▶ [REQUIRED TASKS]
1. From the text on appeals before the High Court, list every statute named in the list of statutory appeals that lie before the High Court.
2. Carry on the text on appeals before the High Court, starting after its final sentence.
----- TEXT BLOCK -----
Appeals before the High Court:
The High Court has appellate jurisdiction over both civil and criminal cases. There is a hierarchy of Civil and Criminal Courts in every state subordinate to their respective High Courts to administer civil and criminal law disputes. It can hear appeal on civil cases tried by the Courts of Munsifs and District Judges. In criminal cases, the jurisdiction extends to cases tried by the Sessions and Additional Sessions Judges. The Courts in hierarchy below to High Courts are called as Trial Courts.
Appeals before the High Court
In what cases an Appeal lies before the High Court?
Right of appeal is a creature of the statute and it is for the legislature to decide whether the right of appeal should be unconditionally given to an aggrieved party or it should be conditionally given. The right to appeal which is a statutory right can be conditional or qualified. So it is the statutory provision which shall determine where an appeal shall lie and whether it shall lie before High Court or any other forum. Further that, right to appeal is neither an absolute right nor an ingredient of natural justice the principles of which must be followed in all judicial and quasi-judicial adjudications. The right to appeal is a statutory right and it can be circumscribed by the conditions in the grant.
Statutory Appeals that lie before High Court :
- Section 389 of the Code of Criminal Procedure, 1973
- First Appeal: Sections 96 to 99A; 107 to 108 & Order 41 of the Code of Civil Procedure, 1908
- Second Appeal: Section 100 of Code of Civil Procedure
- Section 260A of the Income-Tax Act, 1961
- Section 173 of Motor Vehicles Act
- Section 130 of the Customs Act, 1962.
(List is not exhaustive)
APPEALS BEFORE HIGH COURT IN CRIMINAL MATTERS:
An appeal can be filed against the decision of a Session Judge if the accused has been sentenced for 7 years or more. Capital punishment given by a sessions judge cannot be executed unless it is confirmed by the High Court.
APPEALS BEFORE HIGH COURT IN CIVIL MATTERS:
Appeals arising out of Civil matters are called as Civil Appeals. The Civil Appeals are basically governed by Code of Civil Procedure. Further the High Court may also frame rules and procedures for conducting Civil Appeals. Appeals could be filed either against an order or Judgment.
SECOND APPEAL BEFORE HIGH COURT:
The decree/judgment passed by any appellate Civil Court in the first appeal can be challenged by way of a second appeal before the High Court. If the case involves a substantial question of law, the second appeal can be filed even against an ex parte decree/judgment of the first appellate court.
No appeal can be filed against a decree/judgment which has been passed by the court with the consent of the parties. Again, no appeal can be filed, except on a question of law, from a decree in any suit of the courts of small causes, when the value of the subject matter of the suit is less than Rs. 3000/-.
Furthermore, where a decree/judgment is passed by a single judge of the High Court in second appeal, the said decree/judgment is not appealable.
Further, that 42nd Amendment, 1976 disallowed the High Court to hear appeals against Tribunals and the decisions of various Corporations established under the law of the state. But this restriction on the High Court’s appellate jurisdiction was removed by the 43rd Amendment.
----- RECORDS PROVIDED -----
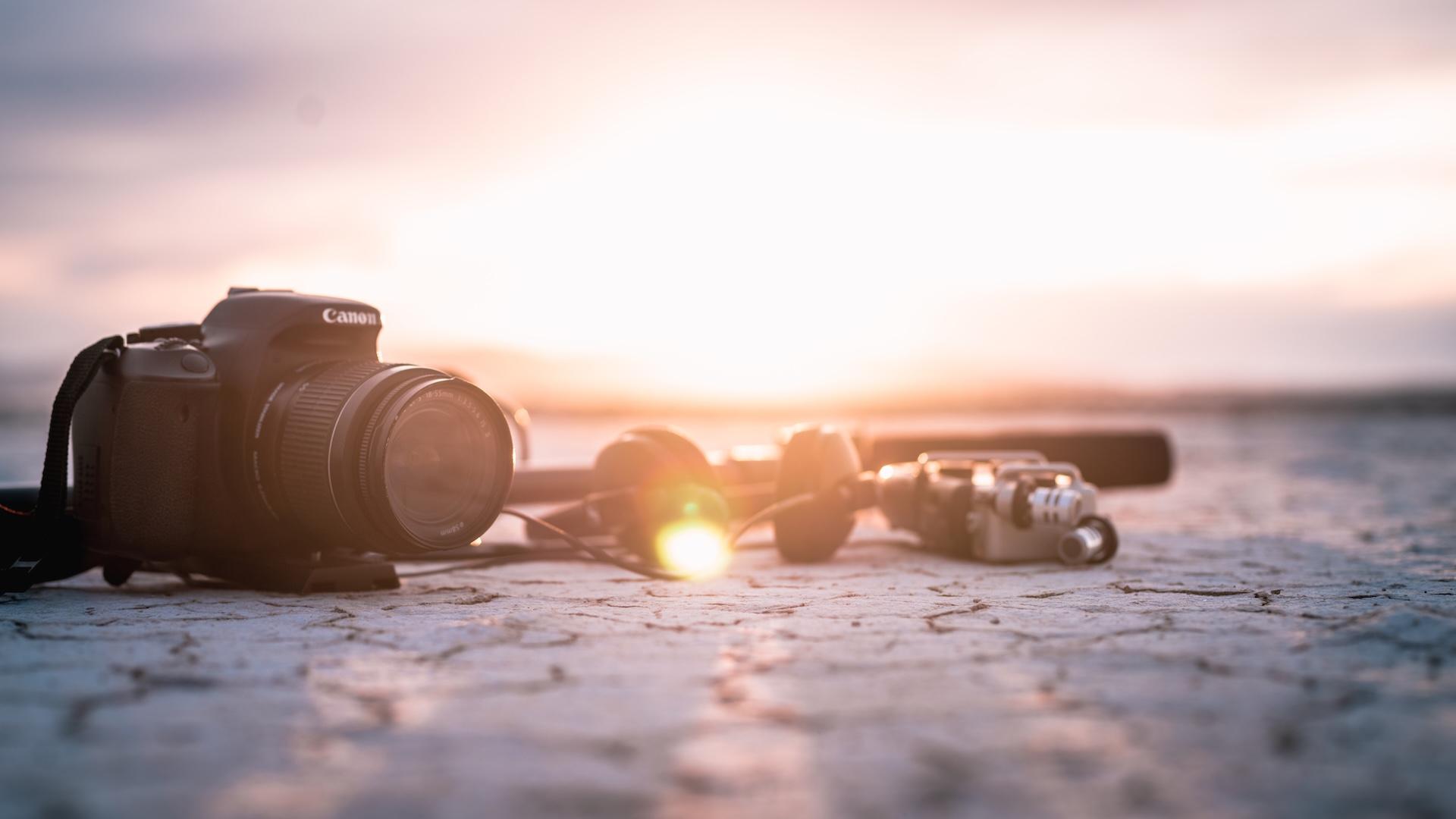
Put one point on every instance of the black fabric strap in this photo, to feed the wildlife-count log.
-----
----- RECORDS PROVIDED -----
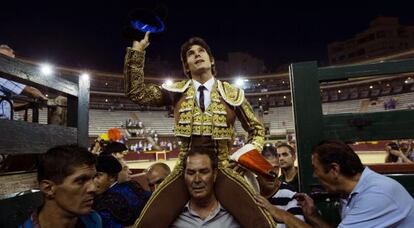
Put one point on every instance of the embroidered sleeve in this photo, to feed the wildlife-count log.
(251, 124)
-----
▶ [THE ANSWERS]
1.
- Code of Criminal Procedure, 1973
- Code of Civil Procedure, 1908
- Income-Tax Act, 1961
- Motor Vehicles Act
- Customs Act, 1962

2.
GROUNDS OF APPEAL:
The basis of an appeal must be a reversible error in the application of the law, or appreciation of fact, at the trial court level (i.e., based on the facts, the court clearly misapplied the law). In criminal cases, an appeal can target the conviction itself or just the sentencing portion of the decision without regard to the underlying conviction. An appeal may be filed only after a final judgment or order has been reached by the trial court.
- A judgment/decree can be challenged in the first appeal on varied grounds both on basis of facts of the case and as well the legal interpretation of various legal provisions involved.
- For instance a party may raise objections as regards the territorial and pecuniary competence of a court passing the challenged judgment and decree.
- If there has been a failure of justice on account of such incompetence.
- Equally, in case all the necessary parties were not joined in the original suit, a challenge to the judgment decree of such a court can be maintained.
- An appeal may be as well to challenge the interpretation of law as the legal provisions applied by the subordinate court while making the judgment/ decree any error, defect as irregularity in any proceeding before the subordinate court affecting the merits of the case as the jurisdiction of such a court may as well be a sustainable ground while making an appeal.
- The second appeal can be filed only if there exists a substantial question of law. In the case the question of law would be substantial if it is of general public importance or which directly and substantially affects rights of the parties.
Writs are extraordinary court orders and only issued when a moving party (the one seeking the writ) has no other options. A writ petition is filed to protect constitutional rights, Legal Rights or fundamental rights. Whereas, an appeal is a motion filed before a judge on which a previous lower court has passed an order or orders as the case may be and the orders are unsatisfactory to the person filing the appeal and so he she files appeal in a higher court. Usually writ petitions are filed first, whereas, appeals are filed after orders or judgment of lower courts. To read more about writs, click here.
I lost my trial because my law made stupid mistakes, can’t I rely on an appeal before High Court to correct them?
Don’t count on appeals to make up for any real or perceived deficiencies at trial. You should put all of your energy into the trial itself, which includes finding the right lawyer to try the case. Successfully appealing a verdict because you had a deficient attorney is an extremely difficult proposition. You can’t appeal because you simply had a bad lawyer. But, we may firstly understand some of the basic concepts pertaining to Appeal.
What is an appeal, when is it filed ?
At the conclusion of a proceeding in a lower court, the party who lost may want to have that decision reviewed by a higher court i.e. District Court, High Court or Supreme Court or concerned Tribunal depending upon the Legislative Scheme, in the hope that it might be reversed or changed.What an appeal is not
An appeal is not:
- a new trial;
- a hearing with witnesses or a jury;
- a chance to present new evidence or new witnesses to a new judge, except in exceptional circumstances; or
- a way to avoid complying with the trial court’s order.
Does an appeal constitute a new trial?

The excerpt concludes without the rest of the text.